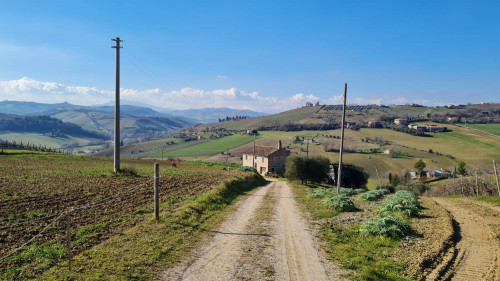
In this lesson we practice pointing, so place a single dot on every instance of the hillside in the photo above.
(321, 117)
(137, 123)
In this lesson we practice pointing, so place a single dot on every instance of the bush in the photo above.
(352, 176)
(314, 169)
(374, 195)
(347, 191)
(387, 187)
(387, 226)
(320, 192)
(340, 203)
(360, 190)
(417, 188)
(402, 201)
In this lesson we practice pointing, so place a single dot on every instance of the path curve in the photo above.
(267, 238)
(475, 255)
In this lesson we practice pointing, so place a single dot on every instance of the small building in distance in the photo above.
(268, 159)
(417, 127)
(374, 124)
(400, 121)
(388, 151)
(308, 140)
(436, 128)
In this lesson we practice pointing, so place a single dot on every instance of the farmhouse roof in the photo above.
(261, 150)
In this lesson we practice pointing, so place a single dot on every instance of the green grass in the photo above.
(464, 145)
(492, 200)
(368, 256)
(140, 253)
(489, 128)
(53, 142)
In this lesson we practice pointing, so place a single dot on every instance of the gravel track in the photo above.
(267, 238)
(475, 255)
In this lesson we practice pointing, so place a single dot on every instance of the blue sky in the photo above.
(262, 55)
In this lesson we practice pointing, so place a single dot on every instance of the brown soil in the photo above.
(475, 253)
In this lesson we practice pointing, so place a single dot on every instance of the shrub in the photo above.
(387, 226)
(347, 191)
(402, 201)
(374, 195)
(320, 192)
(339, 203)
(352, 176)
(417, 188)
(387, 187)
(359, 190)
(313, 169)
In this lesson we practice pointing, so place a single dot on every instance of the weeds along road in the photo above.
(475, 254)
(267, 238)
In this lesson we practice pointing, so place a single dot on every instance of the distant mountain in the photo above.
(136, 122)
(211, 115)
(203, 115)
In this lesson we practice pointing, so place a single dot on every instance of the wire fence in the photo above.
(31, 147)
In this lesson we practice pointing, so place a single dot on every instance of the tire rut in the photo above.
(475, 252)
(267, 238)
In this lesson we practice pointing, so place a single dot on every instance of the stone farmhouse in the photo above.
(268, 159)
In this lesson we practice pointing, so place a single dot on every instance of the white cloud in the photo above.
(27, 89)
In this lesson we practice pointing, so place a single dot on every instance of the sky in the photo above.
(267, 56)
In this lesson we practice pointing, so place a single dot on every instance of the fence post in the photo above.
(68, 240)
(496, 176)
(157, 184)
(477, 186)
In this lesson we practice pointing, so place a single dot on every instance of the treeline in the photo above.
(233, 118)
(43, 125)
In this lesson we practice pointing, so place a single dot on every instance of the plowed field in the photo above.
(33, 187)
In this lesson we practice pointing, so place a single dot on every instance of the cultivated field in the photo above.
(36, 188)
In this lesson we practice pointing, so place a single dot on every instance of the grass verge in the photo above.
(142, 252)
(369, 258)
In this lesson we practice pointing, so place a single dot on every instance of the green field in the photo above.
(212, 147)
(69, 142)
(488, 128)
(466, 146)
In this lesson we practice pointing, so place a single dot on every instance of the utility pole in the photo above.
(341, 141)
(117, 104)
(254, 137)
(307, 150)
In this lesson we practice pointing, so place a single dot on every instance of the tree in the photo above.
(352, 176)
(313, 169)
(461, 168)
(420, 166)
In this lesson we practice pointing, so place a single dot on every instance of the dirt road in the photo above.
(267, 238)
(475, 253)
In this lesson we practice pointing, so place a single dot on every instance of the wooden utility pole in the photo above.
(307, 153)
(68, 240)
(477, 186)
(341, 141)
(117, 104)
(156, 192)
(496, 176)
(254, 137)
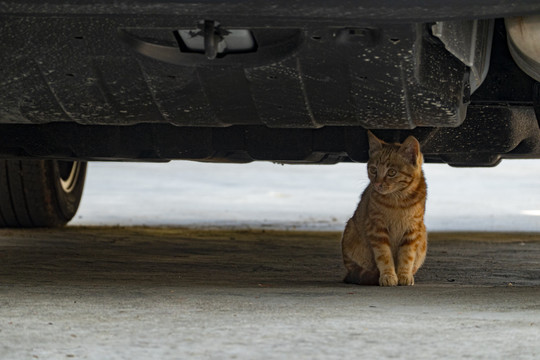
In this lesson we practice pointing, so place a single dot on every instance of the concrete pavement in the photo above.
(173, 293)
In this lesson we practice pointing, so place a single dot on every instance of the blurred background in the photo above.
(307, 197)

####################

> Problem description
In transcribing the lines above, omit the images and keep all else exact.

> Result below
In this lesson we practice pointing, so place a single dot on every instance of the hillside in the photo above.
(321, 117)
(137, 123)
In this lesson we practice pointing, so place a single dot on every instance of the bush in the photo above.
(352, 176)
(314, 169)
(374, 195)
(347, 191)
(387, 187)
(387, 226)
(320, 192)
(340, 203)
(360, 190)
(417, 188)
(402, 201)
In this lesson we practice pointing, so place a single dot on every instance of the path curve in the photo above.
(267, 238)
(475, 255)
In this lesson we practice pointing, so place a single dot on every instance of the small building in distance in the photo above.
(268, 159)
(417, 127)
(374, 124)
(400, 121)
(388, 151)
(308, 140)
(436, 128)
In this lesson we practice pointing, so place a single dot on every instance of the farmhouse roof in the photo above.
(261, 150)
In this lesson we practice pointing, so place a single dot on every instance of the green grass in the photo above.
(464, 145)
(492, 200)
(368, 256)
(140, 253)
(489, 128)
(53, 142)
In this lesson we practice pointing, so place a single dot on every instance of the gravel track in the photo above.
(267, 238)
(475, 255)
In this lesson we practice pointing, so place a single dot on every instance of the blue sky in the photo above.
(262, 55)
In this lesson we practice pointing, so place a single dot on every instance of the brown soil in the photo above.
(475, 253)
In this lesson we practice pointing, so place a single dot on every instance of the shrub in the photo above.
(387, 226)
(347, 191)
(402, 201)
(374, 195)
(320, 192)
(339, 203)
(352, 176)
(417, 188)
(387, 187)
(359, 190)
(313, 169)
In this lesson we practice pointing, so place a single dot on every instance of the weeds along road in the photo above.
(475, 254)
(267, 238)
In this lesson we practice pointing, so place a single dot on every instance of the distant mountain in the photo above.
(136, 122)
(211, 115)
(203, 115)
In this lesson we practice pointing, so place a single dot on every instance of the wire fence in the photo above.
(31, 147)
In this lesson we practice pointing, so place a single dot on every instance of the tire rut in the photo above.
(475, 252)
(267, 238)
In this lesson we practice pointing, so place a single dot on every instance of the stone farmhouse in the photo above.
(268, 159)
In this lesson we practice pointing, so place a single dot on every instance of the white cloud in the photo above.
(27, 89)
In this lesson we practice pointing, so place a single dot on every instance of the sky in the photo above.
(267, 56)
In this lesson we practice pointing, so place a single dot on every instance of the fence post in the photo above.
(68, 240)
(496, 176)
(157, 184)
(477, 186)
In this lesson we practice pointing, so place a single dot on every instance of the treeline in the photo above.
(233, 118)
(43, 125)
In this lesson we practice pointing, so place a single dot on every instance of the plowed field in the photo above.
(33, 187)
In this lesson we practice pointing, so place a single dot on every instance of the cultivated field in the photo above.
(36, 188)
In this lesson we practice pointing, so place a single dot on every instance of the grass verge in the photo above.
(142, 252)
(369, 258)
In this lesson we practice pointing, so place a single dot on every instance of the green field in the photo above.
(212, 147)
(69, 142)
(488, 128)
(466, 146)
In this lesson we practice pointing, so place a single dot on every instance of the utility pole in the photo above.
(341, 141)
(117, 104)
(254, 137)
(307, 150)
In this lesson we practice pointing, so place a single dot on every instance of the tree in the photo above.
(352, 176)
(313, 169)
(461, 168)
(420, 166)
In this lesson we practice pointing, so place a single dot on every instance of the dirt road in the photo above.
(267, 238)
(475, 253)
In this lesson we practice pointing, so place a single dot on every instance of the wooden utility pole in the photo above.
(307, 153)
(68, 240)
(477, 186)
(341, 141)
(117, 104)
(156, 192)
(496, 176)
(254, 137)
In this lesson we practice pointing, so place a single dot on every instance of the concrete pavement in the photo above.
(173, 293)
In this lesson we practice pointing, so place a single dot on every instance of the blurred background in the photo above.
(307, 197)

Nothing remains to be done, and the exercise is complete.